THE PROBLEM: Read through the entries below and return each line with the word "flower".

(Beginning of SOURCE DATA)

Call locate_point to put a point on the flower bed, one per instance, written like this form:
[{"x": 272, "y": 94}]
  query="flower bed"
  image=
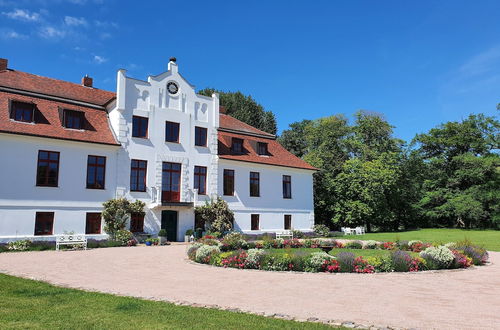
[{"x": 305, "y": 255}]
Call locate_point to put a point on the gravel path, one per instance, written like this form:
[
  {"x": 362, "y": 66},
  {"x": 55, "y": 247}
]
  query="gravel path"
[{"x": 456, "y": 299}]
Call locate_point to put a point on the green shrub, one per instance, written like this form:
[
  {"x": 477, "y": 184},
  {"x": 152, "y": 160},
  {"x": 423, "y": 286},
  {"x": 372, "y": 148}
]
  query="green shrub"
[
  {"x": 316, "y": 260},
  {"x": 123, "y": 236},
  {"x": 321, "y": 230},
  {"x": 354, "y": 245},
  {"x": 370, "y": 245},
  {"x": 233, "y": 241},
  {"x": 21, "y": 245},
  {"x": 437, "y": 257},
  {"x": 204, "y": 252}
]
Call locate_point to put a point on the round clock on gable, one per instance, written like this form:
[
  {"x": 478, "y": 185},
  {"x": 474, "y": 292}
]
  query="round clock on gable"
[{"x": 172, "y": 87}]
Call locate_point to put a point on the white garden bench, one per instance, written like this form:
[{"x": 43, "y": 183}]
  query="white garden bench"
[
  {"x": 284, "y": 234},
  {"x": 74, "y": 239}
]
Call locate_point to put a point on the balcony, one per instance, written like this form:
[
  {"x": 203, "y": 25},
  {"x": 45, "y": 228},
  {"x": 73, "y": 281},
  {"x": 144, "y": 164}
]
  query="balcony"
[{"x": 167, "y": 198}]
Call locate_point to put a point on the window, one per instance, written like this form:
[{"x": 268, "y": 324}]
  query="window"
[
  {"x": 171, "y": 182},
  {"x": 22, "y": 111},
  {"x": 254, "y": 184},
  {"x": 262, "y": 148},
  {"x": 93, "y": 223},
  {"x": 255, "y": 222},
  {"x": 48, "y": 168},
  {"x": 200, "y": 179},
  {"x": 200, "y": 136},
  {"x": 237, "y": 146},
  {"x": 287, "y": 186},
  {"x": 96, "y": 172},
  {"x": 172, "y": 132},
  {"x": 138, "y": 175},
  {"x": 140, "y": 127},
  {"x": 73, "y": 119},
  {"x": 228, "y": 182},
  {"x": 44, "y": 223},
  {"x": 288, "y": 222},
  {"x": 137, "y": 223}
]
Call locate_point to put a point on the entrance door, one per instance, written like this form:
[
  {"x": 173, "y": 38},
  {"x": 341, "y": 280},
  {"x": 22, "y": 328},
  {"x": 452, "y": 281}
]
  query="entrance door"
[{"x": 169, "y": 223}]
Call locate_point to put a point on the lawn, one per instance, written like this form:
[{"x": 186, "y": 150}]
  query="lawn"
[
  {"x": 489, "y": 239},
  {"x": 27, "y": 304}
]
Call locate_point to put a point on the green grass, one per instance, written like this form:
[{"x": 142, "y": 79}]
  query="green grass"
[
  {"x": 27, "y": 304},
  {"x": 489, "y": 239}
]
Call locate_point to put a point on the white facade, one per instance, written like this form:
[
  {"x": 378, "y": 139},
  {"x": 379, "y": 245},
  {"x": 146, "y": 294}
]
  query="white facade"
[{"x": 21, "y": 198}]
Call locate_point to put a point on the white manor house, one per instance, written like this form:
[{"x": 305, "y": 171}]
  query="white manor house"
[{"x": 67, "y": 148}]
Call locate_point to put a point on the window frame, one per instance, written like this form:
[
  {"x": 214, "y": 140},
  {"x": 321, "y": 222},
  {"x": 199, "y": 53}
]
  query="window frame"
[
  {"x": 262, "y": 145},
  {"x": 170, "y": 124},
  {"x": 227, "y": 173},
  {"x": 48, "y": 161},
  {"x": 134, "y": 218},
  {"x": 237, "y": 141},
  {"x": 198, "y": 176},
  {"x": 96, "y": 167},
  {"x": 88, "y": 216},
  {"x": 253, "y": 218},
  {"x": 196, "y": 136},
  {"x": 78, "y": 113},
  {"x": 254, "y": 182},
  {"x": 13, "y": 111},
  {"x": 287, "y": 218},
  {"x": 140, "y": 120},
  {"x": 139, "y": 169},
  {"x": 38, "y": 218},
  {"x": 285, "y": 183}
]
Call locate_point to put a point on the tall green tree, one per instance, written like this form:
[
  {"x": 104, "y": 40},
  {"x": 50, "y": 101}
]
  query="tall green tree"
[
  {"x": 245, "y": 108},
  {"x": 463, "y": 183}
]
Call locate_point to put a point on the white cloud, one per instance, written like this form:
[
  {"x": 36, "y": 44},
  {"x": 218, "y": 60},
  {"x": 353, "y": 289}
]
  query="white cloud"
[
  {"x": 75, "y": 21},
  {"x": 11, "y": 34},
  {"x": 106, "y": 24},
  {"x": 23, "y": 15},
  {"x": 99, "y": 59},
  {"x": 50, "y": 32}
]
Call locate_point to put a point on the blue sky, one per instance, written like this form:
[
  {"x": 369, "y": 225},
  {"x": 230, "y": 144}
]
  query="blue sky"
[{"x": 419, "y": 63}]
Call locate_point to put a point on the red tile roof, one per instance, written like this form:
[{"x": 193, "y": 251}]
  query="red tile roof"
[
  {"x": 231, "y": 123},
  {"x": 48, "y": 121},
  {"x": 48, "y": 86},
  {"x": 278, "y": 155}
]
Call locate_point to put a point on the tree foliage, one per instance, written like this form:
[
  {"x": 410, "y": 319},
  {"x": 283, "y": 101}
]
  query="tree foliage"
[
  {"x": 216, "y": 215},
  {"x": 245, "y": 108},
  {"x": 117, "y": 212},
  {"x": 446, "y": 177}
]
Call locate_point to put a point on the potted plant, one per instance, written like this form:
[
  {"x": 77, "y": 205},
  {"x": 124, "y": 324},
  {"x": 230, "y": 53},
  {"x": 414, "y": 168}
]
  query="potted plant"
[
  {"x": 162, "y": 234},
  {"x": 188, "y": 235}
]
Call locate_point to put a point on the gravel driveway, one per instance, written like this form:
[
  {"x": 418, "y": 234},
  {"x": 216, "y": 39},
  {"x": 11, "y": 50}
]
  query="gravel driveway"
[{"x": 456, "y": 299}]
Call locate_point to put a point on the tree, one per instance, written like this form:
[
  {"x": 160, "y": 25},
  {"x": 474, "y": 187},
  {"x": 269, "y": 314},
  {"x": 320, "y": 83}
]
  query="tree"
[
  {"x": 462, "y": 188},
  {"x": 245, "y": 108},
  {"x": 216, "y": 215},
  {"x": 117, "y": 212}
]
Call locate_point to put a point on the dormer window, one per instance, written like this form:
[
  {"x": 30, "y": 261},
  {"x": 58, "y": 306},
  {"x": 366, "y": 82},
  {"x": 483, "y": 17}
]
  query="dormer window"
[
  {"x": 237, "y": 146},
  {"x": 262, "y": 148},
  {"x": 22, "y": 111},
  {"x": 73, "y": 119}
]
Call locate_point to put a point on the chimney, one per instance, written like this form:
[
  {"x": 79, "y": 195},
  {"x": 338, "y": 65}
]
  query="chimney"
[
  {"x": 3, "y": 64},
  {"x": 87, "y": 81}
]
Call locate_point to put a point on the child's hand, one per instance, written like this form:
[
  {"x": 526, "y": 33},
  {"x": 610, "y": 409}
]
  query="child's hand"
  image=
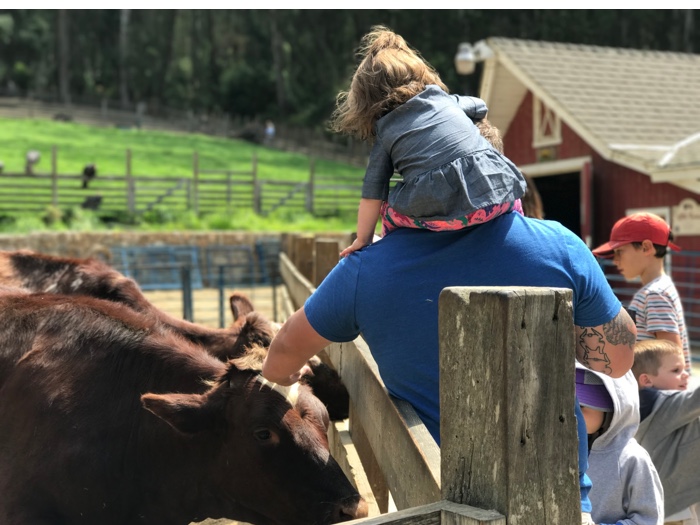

(End of SOURCE DATA)

YOUR SOLUTION:
Call locate_point to put a point on the flower bed, one per instance, written like this form:
  query="flower bed"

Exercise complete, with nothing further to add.